▶ **Written exercise**
Please rewrite each of the items below as a JSON list of strings, with one string per line and no blank lines.
──────────
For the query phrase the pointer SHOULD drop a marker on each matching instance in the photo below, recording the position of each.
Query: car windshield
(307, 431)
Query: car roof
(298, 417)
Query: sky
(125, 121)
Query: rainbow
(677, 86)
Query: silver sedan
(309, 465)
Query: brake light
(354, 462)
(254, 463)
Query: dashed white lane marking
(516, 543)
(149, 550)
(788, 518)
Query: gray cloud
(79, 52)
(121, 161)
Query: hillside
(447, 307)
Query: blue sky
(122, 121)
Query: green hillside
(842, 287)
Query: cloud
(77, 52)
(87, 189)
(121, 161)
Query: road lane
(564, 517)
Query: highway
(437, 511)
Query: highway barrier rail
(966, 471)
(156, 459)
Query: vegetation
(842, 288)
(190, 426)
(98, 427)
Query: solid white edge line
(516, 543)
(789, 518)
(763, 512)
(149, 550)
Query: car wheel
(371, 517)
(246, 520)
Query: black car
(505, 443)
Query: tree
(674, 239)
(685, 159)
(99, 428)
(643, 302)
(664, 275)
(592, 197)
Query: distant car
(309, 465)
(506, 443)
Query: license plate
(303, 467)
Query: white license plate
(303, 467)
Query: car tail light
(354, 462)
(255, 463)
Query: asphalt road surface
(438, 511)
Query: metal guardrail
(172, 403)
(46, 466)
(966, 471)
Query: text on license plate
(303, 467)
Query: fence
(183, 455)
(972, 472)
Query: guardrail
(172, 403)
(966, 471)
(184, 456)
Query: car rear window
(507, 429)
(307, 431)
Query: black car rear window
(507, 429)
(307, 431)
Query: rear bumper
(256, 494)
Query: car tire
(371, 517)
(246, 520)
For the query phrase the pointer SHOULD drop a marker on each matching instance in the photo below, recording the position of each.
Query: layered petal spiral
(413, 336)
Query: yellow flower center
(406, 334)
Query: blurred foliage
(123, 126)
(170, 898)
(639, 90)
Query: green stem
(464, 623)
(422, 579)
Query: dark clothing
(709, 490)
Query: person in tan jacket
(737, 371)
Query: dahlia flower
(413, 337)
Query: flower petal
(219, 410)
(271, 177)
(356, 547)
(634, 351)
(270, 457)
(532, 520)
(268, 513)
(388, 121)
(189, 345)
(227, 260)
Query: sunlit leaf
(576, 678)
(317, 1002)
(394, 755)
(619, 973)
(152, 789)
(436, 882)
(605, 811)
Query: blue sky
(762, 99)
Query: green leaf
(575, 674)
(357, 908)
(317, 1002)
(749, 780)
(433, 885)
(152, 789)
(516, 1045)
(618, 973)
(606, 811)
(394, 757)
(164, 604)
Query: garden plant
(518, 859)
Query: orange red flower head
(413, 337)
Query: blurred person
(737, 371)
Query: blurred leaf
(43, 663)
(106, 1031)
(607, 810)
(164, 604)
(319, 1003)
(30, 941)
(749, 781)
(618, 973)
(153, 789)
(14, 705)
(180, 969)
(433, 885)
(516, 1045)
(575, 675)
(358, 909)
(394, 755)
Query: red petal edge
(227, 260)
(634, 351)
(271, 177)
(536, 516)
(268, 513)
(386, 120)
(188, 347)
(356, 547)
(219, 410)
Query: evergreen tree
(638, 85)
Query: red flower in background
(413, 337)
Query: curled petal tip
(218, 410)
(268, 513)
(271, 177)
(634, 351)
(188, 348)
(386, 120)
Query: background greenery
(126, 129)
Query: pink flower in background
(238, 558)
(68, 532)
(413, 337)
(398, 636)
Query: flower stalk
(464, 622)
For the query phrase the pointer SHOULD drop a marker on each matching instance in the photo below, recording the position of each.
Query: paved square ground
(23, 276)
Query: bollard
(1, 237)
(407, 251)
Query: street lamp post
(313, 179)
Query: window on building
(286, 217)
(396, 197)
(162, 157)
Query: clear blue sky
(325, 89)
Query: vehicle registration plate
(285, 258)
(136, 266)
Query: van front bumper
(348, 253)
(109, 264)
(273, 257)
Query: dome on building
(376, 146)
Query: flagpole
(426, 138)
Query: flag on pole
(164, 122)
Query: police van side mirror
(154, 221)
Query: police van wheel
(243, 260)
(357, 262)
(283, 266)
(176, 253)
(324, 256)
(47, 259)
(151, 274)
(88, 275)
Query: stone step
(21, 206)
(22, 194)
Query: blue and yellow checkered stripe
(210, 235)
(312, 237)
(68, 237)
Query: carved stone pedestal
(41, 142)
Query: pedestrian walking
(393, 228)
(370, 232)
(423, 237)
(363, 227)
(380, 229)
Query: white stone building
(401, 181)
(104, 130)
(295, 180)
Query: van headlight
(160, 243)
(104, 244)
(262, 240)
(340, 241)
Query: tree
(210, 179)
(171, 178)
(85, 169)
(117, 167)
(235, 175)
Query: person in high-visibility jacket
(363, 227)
──────────
▶ **Completed task**
[
  "For the query phrase the pointer SHOULD drop a marker on each matching instance in the photo below, recording the position of each.",
  "Query: car windshield",
  "(307, 431)",
  "Query: car roof",
  "(298, 417)",
  "Query: sky",
  "(125, 121)",
  "Query: rainbow",
  "(677, 86)",
  "Query: silver sedan",
  "(309, 465)",
  "Query: brake light",
  "(354, 462)",
  "(254, 463)",
  "Query: dashed white lane marking",
  "(516, 543)",
  "(149, 550)",
  "(788, 518)",
  "Query: gray cloud",
  "(79, 52)",
  "(121, 161)",
  "Query: hillside",
  "(447, 307)",
  "Query: blue sky",
  "(122, 121)",
  "Query: green hillside",
  "(842, 287)",
  "Query: cloud",
  "(77, 52)",
  "(87, 189)",
  "(121, 161)",
  "Query: road lane",
  "(564, 517)",
  "Query: highway",
  "(437, 511)",
  "Query: highway barrier rail",
  "(966, 471)",
  "(156, 459)",
  "Query: vegetation",
  "(842, 288)",
  "(190, 426)",
  "(98, 427)",
  "Query: solid white edge line",
  "(516, 543)",
  "(789, 518)",
  "(763, 512)",
  "(149, 550)",
  "Query: car wheel",
  "(371, 517)",
  "(246, 520)",
  "Query: black car",
  "(505, 443)",
  "Query: tree",
  "(674, 239)",
  "(685, 159)",
  "(99, 428)",
  "(643, 302)",
  "(664, 275)",
  "(592, 197)",
  "Query: distant car",
  "(309, 465)",
  "(506, 443)",
  "Query: license plate",
  "(303, 467)",
  "Query: white license plate",
  "(303, 467)",
  "Query: car tail light",
  "(354, 462)",
  "(255, 463)",
  "Query: asphalt road surface",
  "(438, 511)",
  "Query: metal guardrail",
  "(172, 403)",
  "(46, 466)",
  "(966, 471)",
  "Query: text on license plate",
  "(303, 467)",
  "Query: fence",
  "(183, 455)",
  "(972, 472)",
  "Query: guardrail",
  "(172, 403)",
  "(966, 471)",
  "(184, 456)",
  "Query: car rear window",
  "(507, 429)",
  "(307, 431)",
  "Query: black car rear window",
  "(507, 429)",
  "(307, 431)",
  "Query: rear bumper",
  "(256, 494)",
  "Query: car tire",
  "(371, 517)",
  "(246, 520)",
  "For the query phrase the pointer SHOULD drop a marker on each matching instance in the photo below, recording the position of each.",
  "Query: layered petal spiral",
  "(413, 336)",
  "Query: yellow flower center",
  "(406, 334)",
  "Query: blurred foliage",
  "(123, 126)",
  "(170, 898)",
  "(639, 90)",
  "Query: green stem",
  "(464, 623)",
  "(422, 579)",
  "Query: dark clothing",
  "(709, 490)",
  "Query: person in tan jacket",
  "(737, 371)",
  "Query: dahlia flower",
  "(413, 337)",
  "Query: flower petal",
  "(219, 410)",
  "(271, 177)",
  "(356, 547)",
  "(634, 351)",
  "(270, 457)",
  "(532, 520)",
  "(268, 513)",
  "(388, 121)",
  "(189, 345)",
  "(227, 260)",
  "Query: sunlit leaf",
  "(576, 678)",
  "(317, 1002)",
  "(394, 755)",
  "(619, 973)",
  "(152, 789)",
  "(436, 882)",
  "(605, 811)",
  "Query: blue sky",
  "(762, 99)",
  "Query: green leaf",
  "(575, 674)",
  "(357, 908)",
  "(317, 1002)",
  "(749, 780)",
  "(433, 885)",
  "(152, 789)",
  "(516, 1045)",
  "(618, 973)",
  "(606, 811)",
  "(394, 757)",
  "(164, 604)",
  "Query: garden plant",
  "(518, 859)",
  "Query: orange red flower head",
  "(413, 337)",
  "Query: blurred person",
  "(737, 371)",
  "Query: blurred leaf",
  "(43, 663)",
  "(106, 1031)",
  "(607, 810)",
  "(164, 604)",
  "(319, 1003)",
  "(30, 941)",
  "(749, 781)",
  "(618, 973)",
  "(153, 789)",
  "(14, 705)",
  "(180, 969)",
  "(433, 885)",
  "(516, 1045)",
  "(575, 675)",
  "(358, 909)",
  "(394, 755)",
  "Query: red petal edge",
  "(227, 260)",
  "(634, 351)",
  "(271, 177)",
  "(536, 516)",
  "(268, 513)",
  "(386, 120)",
  "(188, 347)",
  "(356, 547)",
  "(219, 410)",
  "Query: evergreen tree",
  "(638, 85)",
  "Query: red flower in background",
  "(413, 337)",
  "Query: curled petal tip",
  "(218, 410)",
  "(268, 513)",
  "(271, 177)",
  "(634, 351)",
  "(188, 348)",
  "(386, 120)",
  "Query: background greenery",
  "(126, 129)",
  "Query: pink flower in background",
  "(238, 558)",
  "(68, 532)",
  "(413, 337)",
  "(398, 636)",
  "Query: flower stalk",
  "(464, 622)",
  "For the query phrase the pointer SHOULD drop a marker on each matching instance in the photo below, recording the position of each.",
  "Query: paved square ground",
  "(23, 276)",
  "Query: bollard",
  "(1, 237)",
  "(407, 251)",
  "Query: street lamp post",
  "(313, 179)",
  "Query: window on building",
  "(286, 217)",
  "(396, 197)",
  "(162, 157)",
  "Query: clear blue sky",
  "(325, 89)",
  "Query: vehicle registration plate",
  "(285, 258)",
  "(136, 266)",
  "Query: van front bumper",
  "(348, 253)",
  "(109, 264)",
  "(273, 257)",
  "Query: dome on building",
  "(376, 146)",
  "Query: flagpole",
  "(426, 138)",
  "Query: flag on pole",
  "(164, 122)",
  "Query: police van side mirror",
  "(154, 221)",
  "Query: police van wheel",
  "(243, 260)",
  "(357, 262)",
  "(283, 266)",
  "(176, 253)",
  "(324, 256)",
  "(47, 259)",
  "(151, 274)",
  "(88, 275)",
  "Query: stone step",
  "(21, 206)",
  "(22, 194)",
  "Query: blue and yellow checkered stripe",
  "(210, 235)",
  "(312, 237)",
  "(68, 237)",
  "Query: carved stone pedestal",
  "(41, 142)",
  "Query: pedestrian walking",
  "(393, 228)",
  "(370, 232)",
  "(423, 237)",
  "(363, 227)",
  "(380, 229)",
  "Query: white stone building",
  "(401, 181)",
  "(104, 130)",
  "(295, 180)",
  "Query: van headlight",
  "(160, 243)",
  "(104, 244)",
  "(262, 240)",
  "(340, 241)",
  "Query: tree",
  "(210, 179)",
  "(171, 178)",
  "(85, 169)",
  "(117, 167)",
  "(235, 175)",
  "Query: person in high-visibility jacket",
  "(363, 227)"
]